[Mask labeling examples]
Begin

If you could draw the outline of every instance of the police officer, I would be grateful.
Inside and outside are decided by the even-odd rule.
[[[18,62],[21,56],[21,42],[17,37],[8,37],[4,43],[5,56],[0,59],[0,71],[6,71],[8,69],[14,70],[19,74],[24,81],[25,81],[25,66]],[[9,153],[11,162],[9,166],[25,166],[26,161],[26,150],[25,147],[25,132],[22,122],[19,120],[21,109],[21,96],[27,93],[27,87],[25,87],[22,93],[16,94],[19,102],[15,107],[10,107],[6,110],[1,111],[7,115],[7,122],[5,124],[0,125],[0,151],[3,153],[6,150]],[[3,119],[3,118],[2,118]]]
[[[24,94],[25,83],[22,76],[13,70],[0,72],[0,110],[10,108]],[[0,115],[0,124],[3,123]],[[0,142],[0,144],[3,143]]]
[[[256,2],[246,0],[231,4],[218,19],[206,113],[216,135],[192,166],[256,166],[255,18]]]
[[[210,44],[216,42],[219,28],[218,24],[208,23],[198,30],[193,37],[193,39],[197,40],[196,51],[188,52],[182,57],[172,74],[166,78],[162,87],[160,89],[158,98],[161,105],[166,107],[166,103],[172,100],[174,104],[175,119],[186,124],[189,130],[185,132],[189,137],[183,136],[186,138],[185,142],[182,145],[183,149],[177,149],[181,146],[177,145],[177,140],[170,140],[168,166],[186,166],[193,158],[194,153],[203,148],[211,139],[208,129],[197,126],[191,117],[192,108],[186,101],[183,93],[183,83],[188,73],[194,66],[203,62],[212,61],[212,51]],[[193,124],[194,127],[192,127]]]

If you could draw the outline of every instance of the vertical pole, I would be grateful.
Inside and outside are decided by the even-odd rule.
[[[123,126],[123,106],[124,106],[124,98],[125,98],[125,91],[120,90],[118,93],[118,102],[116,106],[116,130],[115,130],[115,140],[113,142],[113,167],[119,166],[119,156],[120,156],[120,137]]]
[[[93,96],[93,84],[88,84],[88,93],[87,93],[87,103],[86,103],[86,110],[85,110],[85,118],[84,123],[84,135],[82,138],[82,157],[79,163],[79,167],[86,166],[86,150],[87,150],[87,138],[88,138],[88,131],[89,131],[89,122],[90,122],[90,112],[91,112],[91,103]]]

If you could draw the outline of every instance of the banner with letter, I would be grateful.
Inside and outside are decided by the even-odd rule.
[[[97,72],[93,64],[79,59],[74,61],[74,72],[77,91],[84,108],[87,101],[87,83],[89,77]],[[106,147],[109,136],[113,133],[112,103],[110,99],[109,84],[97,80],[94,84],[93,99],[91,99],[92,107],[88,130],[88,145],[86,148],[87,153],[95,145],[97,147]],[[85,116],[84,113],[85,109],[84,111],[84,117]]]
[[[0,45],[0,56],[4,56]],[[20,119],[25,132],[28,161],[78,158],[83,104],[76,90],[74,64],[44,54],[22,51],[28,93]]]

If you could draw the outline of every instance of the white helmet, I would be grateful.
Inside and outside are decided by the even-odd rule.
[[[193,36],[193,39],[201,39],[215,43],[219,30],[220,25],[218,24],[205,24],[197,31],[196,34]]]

End

— WRITTEN TASK —
Copy the rows from the line with "helmet, I would be grateful." through the end of the rows, replacing "white helmet" with "yellow helmet" and leaving everything else as it is.

— THE SOLUTION —
If you could draw the outline of every instance of the yellow helmet, I would be grateful.
Inside and outside are decided by the even-odd rule.
[[[193,36],[193,39],[201,39],[215,43],[219,30],[220,25],[218,24],[205,24],[197,31],[196,34]]]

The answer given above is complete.